**RECORD EXTRACTS:**
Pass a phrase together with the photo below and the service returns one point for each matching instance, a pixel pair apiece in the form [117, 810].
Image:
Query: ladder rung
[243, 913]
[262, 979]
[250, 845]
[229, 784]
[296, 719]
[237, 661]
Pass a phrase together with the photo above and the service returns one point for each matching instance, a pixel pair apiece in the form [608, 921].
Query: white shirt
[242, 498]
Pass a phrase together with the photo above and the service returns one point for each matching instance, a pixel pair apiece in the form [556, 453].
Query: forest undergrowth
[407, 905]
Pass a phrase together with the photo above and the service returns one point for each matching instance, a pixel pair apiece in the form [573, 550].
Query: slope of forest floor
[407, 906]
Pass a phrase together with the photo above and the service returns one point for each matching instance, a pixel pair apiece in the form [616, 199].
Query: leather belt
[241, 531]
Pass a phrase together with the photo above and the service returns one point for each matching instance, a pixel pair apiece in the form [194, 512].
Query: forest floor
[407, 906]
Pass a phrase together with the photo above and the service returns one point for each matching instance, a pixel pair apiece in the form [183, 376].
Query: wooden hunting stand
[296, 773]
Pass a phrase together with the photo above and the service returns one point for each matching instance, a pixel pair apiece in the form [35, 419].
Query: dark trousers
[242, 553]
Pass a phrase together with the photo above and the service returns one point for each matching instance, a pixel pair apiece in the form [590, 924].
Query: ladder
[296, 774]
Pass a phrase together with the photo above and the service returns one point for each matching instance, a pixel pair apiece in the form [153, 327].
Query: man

**TASK OBJECTIVE:**
Set out every line of the items above as a Markdown table with two columns, Row and Line, numbering the rows in order and skipping blank lines.

**FINAL RESULT:**
| Row | Line |
|---|---|
| 1 | Pass a phrase together with the photo below and the service returns one point for each matching instance, a pixel pair apiece in the form [117, 810]. |
| 2 | Image: |
| 3 | Query: ladder rung |
| 4 | [243, 913] |
| 5 | [262, 979] |
| 6 | [250, 845] |
| 7 | [229, 784] |
| 8 | [296, 719] |
| 9 | [237, 661] |
| 10 | Pass a phrase together with the photo above and the service returns one point for each matching instance, a pixel pair apiece in the form [608, 921]. |
| 11 | Query: white shirt |
| 12 | [242, 498] |
| 13 | Pass a phrase together with the photo above and the service returns one point for each matching instance, a pixel pair apiece in the form [556, 453]. |
| 14 | Query: forest undergrowth |
| 15 | [407, 905] |
| 16 | Pass a phrase together with the photo above and the service returns one point for each matching instance, a pixel pair apiece in the form [573, 550]. |
| 17 | Query: slope of forest floor |
| 18 | [407, 906] |
| 19 | Pass a phrase together with the photo above and the service returns one point for each matching instance, a pixel pair apiece in the form [616, 199]. |
| 20 | Query: leather belt |
| 21 | [241, 531] |
| 22 | Pass a phrase together with the photo above and the service returns one point for each matching instance, a pixel pair apiece in the form [194, 512]. |
| 23 | Query: forest floor |
| 24 | [407, 906] |
| 25 | Pass a phrase together with the photo above and the service returns one point for each matching instance, a pixel pair apiece in the form [183, 376]. |
| 26 | Query: wooden hunting stand |
| 27 | [296, 773] |
| 28 | Pass a phrase together with the photo above and the service returns one point for each matching instance, a pixel pair apiece in the form [35, 419]. |
| 29 | Query: dark trousers |
| 30 | [242, 553] |
| 31 | Pass a phrase together with the photo above and the service returns one point for each matching instance, a pixel pair apiece in the form [590, 924]. |
| 32 | Query: ladder |
| 33 | [296, 774] |
| 34 | Pass a phrase together with the photo above and the service returns one point for each matching instance, a pixel pair apiece in the form [153, 327]. |
| 35 | Query: man |